=== Begin Enclosure ===

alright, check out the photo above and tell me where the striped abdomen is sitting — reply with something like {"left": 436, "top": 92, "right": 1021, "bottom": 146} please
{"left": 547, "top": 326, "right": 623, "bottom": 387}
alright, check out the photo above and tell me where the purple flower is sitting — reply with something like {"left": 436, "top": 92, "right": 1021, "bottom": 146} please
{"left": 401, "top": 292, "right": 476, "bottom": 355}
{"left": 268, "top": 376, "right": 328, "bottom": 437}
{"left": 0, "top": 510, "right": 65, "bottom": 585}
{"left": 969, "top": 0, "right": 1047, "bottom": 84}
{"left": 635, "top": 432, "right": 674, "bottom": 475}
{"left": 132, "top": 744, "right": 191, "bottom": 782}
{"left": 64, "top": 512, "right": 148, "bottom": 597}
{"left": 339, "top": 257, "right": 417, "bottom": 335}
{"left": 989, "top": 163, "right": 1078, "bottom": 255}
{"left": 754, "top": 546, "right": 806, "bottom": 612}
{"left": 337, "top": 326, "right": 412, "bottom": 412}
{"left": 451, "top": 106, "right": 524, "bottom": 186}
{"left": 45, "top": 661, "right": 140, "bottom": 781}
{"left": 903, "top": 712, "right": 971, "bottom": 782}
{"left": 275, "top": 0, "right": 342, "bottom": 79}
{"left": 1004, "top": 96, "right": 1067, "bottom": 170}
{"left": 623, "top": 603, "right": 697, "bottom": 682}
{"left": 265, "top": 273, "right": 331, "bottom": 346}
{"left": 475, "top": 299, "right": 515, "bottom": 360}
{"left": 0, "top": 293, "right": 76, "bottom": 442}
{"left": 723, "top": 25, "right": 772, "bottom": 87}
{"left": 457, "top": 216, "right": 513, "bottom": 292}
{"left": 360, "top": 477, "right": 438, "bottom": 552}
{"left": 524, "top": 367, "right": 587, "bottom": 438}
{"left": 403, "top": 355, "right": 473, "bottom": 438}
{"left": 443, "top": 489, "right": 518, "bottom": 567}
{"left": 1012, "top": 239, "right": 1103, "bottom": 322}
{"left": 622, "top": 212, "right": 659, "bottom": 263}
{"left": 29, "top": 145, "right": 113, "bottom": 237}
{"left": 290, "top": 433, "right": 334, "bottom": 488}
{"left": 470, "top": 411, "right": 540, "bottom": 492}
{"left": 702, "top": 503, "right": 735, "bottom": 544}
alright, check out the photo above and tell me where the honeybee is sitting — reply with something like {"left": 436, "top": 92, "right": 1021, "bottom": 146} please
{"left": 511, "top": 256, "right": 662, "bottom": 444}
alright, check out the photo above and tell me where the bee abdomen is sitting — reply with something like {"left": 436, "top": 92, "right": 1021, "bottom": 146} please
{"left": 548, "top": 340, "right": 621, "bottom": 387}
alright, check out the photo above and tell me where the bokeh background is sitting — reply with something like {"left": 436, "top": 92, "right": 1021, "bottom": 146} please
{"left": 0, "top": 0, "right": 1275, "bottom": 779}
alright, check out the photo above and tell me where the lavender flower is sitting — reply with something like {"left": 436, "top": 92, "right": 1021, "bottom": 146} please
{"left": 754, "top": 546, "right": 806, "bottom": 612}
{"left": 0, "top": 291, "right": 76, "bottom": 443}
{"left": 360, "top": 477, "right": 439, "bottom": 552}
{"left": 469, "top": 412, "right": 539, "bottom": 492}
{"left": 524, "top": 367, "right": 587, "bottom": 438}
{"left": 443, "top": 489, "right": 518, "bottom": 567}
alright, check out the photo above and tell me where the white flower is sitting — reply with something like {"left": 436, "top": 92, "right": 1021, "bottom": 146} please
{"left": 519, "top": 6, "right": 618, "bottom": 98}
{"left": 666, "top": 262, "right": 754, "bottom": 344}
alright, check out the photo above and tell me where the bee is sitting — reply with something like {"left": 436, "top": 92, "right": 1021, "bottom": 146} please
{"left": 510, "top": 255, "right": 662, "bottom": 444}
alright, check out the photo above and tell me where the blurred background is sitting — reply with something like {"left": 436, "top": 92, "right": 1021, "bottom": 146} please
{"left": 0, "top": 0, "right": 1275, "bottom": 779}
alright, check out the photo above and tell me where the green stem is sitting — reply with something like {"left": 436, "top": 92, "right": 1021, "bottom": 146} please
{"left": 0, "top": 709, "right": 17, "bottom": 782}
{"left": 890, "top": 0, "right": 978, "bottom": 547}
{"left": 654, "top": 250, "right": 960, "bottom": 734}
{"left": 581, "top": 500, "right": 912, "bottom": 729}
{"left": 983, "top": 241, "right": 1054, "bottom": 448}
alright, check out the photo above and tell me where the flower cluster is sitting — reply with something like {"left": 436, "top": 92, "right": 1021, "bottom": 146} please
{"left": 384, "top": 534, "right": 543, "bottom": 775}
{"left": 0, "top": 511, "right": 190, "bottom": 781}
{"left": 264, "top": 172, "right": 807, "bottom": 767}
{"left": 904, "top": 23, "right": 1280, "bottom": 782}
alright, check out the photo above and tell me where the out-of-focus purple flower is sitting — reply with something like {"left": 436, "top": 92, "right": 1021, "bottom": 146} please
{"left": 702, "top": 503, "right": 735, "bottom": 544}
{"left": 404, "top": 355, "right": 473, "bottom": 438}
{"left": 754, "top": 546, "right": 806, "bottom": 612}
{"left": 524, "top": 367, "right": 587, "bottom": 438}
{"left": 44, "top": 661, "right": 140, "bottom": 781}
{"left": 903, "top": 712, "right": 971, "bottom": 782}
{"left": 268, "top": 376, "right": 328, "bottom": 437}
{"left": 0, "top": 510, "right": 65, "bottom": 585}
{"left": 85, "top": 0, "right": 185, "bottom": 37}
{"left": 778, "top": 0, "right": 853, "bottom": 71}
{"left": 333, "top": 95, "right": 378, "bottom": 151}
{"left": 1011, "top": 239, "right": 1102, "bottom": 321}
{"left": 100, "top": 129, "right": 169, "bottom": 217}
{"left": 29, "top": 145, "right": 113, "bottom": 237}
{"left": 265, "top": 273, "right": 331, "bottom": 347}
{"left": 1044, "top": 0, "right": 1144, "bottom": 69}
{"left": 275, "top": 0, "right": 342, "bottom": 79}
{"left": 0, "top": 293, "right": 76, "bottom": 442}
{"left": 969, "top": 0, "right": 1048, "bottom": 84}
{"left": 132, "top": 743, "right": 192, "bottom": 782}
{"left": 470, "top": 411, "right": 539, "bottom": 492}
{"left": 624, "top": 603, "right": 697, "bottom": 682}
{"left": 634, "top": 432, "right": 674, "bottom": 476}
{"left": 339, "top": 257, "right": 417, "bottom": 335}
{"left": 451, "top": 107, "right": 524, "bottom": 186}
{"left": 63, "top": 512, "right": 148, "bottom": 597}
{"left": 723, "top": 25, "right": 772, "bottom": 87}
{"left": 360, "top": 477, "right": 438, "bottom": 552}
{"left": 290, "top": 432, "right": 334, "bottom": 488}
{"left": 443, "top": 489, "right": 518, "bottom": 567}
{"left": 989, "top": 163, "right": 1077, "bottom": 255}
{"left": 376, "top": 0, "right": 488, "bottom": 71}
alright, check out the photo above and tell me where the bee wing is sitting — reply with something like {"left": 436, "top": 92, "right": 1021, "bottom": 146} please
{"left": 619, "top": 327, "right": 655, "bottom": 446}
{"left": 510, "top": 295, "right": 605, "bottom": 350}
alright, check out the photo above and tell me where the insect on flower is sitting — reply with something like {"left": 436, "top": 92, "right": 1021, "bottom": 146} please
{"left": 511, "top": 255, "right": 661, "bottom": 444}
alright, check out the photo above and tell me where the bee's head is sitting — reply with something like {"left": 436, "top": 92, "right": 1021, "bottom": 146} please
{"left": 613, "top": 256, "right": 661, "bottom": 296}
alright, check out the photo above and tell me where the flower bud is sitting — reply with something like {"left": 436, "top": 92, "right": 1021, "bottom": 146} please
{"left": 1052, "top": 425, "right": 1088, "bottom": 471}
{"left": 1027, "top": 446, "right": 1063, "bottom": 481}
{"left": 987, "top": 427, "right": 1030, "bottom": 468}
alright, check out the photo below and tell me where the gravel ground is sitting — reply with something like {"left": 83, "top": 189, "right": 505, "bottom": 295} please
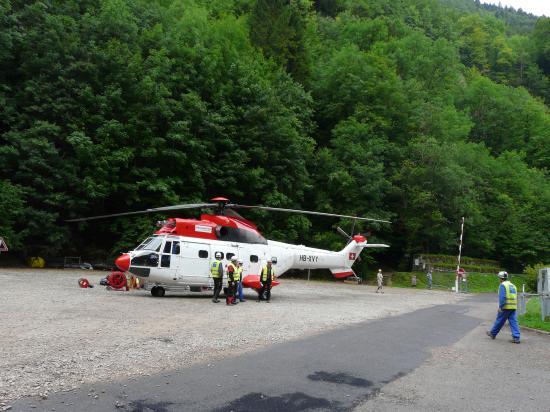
{"left": 0, "top": 269, "right": 461, "bottom": 406}
{"left": 354, "top": 297, "right": 550, "bottom": 412}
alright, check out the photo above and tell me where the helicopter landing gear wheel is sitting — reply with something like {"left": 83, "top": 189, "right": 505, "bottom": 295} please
{"left": 151, "top": 286, "right": 165, "bottom": 297}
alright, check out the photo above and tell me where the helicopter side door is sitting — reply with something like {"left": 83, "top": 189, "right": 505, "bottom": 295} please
{"left": 158, "top": 238, "right": 180, "bottom": 281}
{"left": 240, "top": 245, "right": 261, "bottom": 278}
{"left": 178, "top": 241, "right": 212, "bottom": 286}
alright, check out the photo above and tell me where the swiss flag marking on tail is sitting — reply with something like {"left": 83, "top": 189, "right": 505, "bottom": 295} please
{"left": 349, "top": 252, "right": 356, "bottom": 260}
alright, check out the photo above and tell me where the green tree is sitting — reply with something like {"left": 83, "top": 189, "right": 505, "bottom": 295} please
{"left": 249, "top": 0, "right": 313, "bottom": 82}
{"left": 532, "top": 17, "right": 550, "bottom": 75}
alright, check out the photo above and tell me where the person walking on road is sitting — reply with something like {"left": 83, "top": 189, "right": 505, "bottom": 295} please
{"left": 211, "top": 252, "right": 224, "bottom": 303}
{"left": 487, "top": 271, "right": 520, "bottom": 343}
{"left": 258, "top": 258, "right": 275, "bottom": 303}
{"left": 376, "top": 269, "right": 384, "bottom": 293}
{"left": 426, "top": 269, "right": 432, "bottom": 290}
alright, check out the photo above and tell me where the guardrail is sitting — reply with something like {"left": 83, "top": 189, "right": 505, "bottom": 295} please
{"left": 518, "top": 284, "right": 550, "bottom": 321}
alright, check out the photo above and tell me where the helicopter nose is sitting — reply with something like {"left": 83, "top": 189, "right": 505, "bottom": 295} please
{"left": 115, "top": 253, "right": 130, "bottom": 272}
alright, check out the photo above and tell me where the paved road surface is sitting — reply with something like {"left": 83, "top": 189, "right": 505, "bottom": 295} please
{"left": 9, "top": 294, "right": 549, "bottom": 411}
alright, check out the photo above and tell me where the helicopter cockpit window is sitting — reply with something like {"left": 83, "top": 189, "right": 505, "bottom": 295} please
{"left": 250, "top": 255, "right": 258, "bottom": 263}
{"left": 161, "top": 254, "right": 171, "bottom": 268}
{"left": 215, "top": 227, "right": 267, "bottom": 244}
{"left": 131, "top": 253, "right": 159, "bottom": 267}
{"left": 135, "top": 237, "right": 152, "bottom": 251}
{"left": 199, "top": 250, "right": 208, "bottom": 258}
{"left": 172, "top": 242, "right": 180, "bottom": 255}
{"left": 139, "top": 236, "right": 163, "bottom": 252}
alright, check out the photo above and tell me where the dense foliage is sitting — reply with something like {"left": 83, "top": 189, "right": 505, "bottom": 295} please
{"left": 0, "top": 0, "right": 548, "bottom": 272}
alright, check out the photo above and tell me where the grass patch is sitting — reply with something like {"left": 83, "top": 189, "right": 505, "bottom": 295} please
{"left": 389, "top": 272, "right": 530, "bottom": 293}
{"left": 519, "top": 298, "right": 550, "bottom": 332}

=== End Enclosure ===

Task statement: Set down, exactly as they appear, the line holding "where the dense" and every line after it until the records end.

Answer box:
alright, check out the photo above and tell me where the dense foliage is sitting — reply with something like {"left": 83, "top": 189, "right": 505, "bottom": 295} please
{"left": 0, "top": 0, "right": 548, "bottom": 272}
alright, check out the photo above and tell me where the grass patch is sitting — reply with something like {"left": 83, "top": 189, "right": 505, "bottom": 295} please
{"left": 389, "top": 272, "right": 530, "bottom": 293}
{"left": 519, "top": 298, "right": 550, "bottom": 332}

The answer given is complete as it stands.